* What the exercise asks:
All lines from the one with "give the outline of every instance of the mowed" to the end need to be copied exactly, with nothing before them.

----

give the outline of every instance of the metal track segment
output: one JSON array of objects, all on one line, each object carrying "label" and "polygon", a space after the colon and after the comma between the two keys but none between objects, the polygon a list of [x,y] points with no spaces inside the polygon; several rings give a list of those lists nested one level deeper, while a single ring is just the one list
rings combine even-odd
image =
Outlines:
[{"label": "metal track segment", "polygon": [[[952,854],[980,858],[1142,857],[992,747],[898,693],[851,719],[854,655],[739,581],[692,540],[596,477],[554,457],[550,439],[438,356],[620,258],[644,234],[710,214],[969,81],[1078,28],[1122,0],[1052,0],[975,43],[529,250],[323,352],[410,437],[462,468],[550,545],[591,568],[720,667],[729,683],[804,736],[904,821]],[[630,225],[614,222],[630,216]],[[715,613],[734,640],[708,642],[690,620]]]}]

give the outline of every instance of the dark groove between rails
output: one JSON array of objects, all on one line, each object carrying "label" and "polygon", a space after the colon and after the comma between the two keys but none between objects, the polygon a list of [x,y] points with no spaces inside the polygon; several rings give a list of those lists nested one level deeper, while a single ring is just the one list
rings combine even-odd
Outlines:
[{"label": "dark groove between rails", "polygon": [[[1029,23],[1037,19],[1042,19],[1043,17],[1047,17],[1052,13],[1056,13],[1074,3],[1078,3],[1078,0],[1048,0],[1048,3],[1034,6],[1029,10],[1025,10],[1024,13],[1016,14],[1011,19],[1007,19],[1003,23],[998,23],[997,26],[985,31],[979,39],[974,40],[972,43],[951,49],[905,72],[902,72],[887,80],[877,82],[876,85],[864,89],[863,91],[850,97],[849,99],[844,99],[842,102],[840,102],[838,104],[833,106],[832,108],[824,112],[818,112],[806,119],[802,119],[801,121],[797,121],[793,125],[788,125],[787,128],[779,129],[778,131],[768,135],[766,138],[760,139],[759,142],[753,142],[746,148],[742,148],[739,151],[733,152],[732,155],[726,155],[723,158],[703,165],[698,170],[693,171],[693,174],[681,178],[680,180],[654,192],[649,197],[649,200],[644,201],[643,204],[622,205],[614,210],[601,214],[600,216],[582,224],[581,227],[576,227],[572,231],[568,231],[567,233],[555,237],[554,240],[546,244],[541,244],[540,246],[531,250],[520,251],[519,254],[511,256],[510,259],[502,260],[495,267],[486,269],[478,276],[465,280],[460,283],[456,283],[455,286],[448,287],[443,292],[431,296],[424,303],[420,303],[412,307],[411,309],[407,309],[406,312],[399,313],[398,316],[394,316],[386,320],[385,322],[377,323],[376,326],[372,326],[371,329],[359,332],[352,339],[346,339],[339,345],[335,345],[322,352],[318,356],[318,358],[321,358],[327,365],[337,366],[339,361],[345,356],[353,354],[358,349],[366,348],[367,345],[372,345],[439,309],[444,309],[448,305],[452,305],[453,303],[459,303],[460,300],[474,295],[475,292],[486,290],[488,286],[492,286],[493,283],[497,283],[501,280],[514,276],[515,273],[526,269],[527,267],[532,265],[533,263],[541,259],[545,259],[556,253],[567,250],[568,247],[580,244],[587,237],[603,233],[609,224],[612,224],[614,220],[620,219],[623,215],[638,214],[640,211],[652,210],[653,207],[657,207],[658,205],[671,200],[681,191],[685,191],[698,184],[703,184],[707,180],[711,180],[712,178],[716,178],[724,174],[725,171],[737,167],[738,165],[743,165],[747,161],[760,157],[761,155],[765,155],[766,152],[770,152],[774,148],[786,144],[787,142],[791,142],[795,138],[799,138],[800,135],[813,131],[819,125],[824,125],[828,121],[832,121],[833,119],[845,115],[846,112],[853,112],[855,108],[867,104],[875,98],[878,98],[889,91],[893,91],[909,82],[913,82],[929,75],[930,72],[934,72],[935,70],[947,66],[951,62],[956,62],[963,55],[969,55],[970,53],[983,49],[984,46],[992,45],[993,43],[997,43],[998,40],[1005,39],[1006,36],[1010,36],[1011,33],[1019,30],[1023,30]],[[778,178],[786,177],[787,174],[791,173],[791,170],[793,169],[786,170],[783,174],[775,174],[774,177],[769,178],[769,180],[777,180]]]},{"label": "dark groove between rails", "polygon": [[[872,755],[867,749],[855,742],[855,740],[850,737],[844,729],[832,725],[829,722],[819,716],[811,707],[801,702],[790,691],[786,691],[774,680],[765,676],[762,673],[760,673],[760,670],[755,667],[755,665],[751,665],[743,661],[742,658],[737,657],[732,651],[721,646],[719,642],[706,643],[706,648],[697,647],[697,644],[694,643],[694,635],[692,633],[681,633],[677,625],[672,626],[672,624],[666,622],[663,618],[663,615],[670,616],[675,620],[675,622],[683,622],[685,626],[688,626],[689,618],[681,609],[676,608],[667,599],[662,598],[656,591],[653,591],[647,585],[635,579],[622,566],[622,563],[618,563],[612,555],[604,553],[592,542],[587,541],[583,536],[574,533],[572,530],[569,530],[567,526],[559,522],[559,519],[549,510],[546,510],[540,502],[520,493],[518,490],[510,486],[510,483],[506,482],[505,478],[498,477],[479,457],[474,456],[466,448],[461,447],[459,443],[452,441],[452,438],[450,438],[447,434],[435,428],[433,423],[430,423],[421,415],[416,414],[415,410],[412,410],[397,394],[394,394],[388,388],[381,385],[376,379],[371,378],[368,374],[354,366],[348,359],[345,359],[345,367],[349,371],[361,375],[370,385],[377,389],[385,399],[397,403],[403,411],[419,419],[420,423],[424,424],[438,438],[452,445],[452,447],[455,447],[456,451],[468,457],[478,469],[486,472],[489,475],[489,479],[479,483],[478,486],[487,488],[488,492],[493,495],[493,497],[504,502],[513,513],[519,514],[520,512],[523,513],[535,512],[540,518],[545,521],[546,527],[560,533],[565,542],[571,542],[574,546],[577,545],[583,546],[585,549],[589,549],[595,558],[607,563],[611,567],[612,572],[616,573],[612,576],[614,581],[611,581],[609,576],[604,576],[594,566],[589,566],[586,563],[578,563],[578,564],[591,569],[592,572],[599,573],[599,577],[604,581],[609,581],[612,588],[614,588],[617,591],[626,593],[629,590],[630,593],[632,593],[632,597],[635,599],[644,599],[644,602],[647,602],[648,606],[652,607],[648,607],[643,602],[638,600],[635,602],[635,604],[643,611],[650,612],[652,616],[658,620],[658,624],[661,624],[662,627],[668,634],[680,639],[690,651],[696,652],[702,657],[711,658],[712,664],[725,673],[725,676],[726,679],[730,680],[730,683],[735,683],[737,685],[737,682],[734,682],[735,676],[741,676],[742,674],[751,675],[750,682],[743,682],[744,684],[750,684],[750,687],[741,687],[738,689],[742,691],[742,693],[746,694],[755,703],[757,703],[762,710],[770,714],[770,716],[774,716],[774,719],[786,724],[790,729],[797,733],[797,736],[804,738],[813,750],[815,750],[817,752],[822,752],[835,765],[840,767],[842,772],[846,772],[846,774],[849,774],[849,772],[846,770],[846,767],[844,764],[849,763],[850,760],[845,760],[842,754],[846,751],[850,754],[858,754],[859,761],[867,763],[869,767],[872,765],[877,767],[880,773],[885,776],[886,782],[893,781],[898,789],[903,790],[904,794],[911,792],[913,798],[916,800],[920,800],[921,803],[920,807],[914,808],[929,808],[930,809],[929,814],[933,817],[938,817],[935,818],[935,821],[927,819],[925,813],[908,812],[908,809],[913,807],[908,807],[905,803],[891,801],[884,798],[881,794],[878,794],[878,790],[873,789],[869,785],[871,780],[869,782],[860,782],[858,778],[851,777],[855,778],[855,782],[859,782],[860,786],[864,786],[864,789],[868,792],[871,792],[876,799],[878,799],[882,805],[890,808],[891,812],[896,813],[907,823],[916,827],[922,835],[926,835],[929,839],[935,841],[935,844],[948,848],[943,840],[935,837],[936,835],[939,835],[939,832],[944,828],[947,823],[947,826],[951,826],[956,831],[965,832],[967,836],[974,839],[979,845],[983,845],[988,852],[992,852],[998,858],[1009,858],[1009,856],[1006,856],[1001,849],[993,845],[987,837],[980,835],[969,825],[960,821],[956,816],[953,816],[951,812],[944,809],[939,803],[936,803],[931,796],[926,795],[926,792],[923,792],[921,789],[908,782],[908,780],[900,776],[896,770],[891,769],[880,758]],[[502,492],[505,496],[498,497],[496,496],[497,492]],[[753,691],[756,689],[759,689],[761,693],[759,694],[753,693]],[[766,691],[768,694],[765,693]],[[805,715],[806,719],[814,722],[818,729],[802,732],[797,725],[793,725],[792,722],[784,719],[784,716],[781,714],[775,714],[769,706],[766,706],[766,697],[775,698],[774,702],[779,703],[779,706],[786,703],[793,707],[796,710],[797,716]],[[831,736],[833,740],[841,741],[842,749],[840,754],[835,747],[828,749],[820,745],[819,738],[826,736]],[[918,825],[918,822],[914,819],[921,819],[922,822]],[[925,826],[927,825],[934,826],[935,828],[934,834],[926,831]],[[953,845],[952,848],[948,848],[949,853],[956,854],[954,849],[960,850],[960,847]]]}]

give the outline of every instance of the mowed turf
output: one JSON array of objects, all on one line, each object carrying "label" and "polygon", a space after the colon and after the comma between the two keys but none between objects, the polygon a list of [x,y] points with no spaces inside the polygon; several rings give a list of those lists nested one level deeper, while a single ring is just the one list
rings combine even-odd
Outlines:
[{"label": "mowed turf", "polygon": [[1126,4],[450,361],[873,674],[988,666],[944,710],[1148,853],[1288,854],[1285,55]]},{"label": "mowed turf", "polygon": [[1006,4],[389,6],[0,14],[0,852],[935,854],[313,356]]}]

----

* Answer to the problem:
give the outline of every instance of the mowed turf
output: one JSON array of objects, all on one line, each object carrying "label" and "polygon", a space after the colon and after the comma between the two keys but none between objects, the polygon a list of [x,y] points with no spaces inside the polygon; several rings give a list of those lists nested one level deeper, while a single ring is just the one list
rings combine even-odd
Outlines:
[{"label": "mowed turf", "polygon": [[1126,4],[450,361],[873,674],[988,666],[944,710],[1148,853],[1288,854],[1285,55]]},{"label": "mowed turf", "polygon": [[1006,4],[389,6],[0,14],[0,852],[935,854],[313,356]]}]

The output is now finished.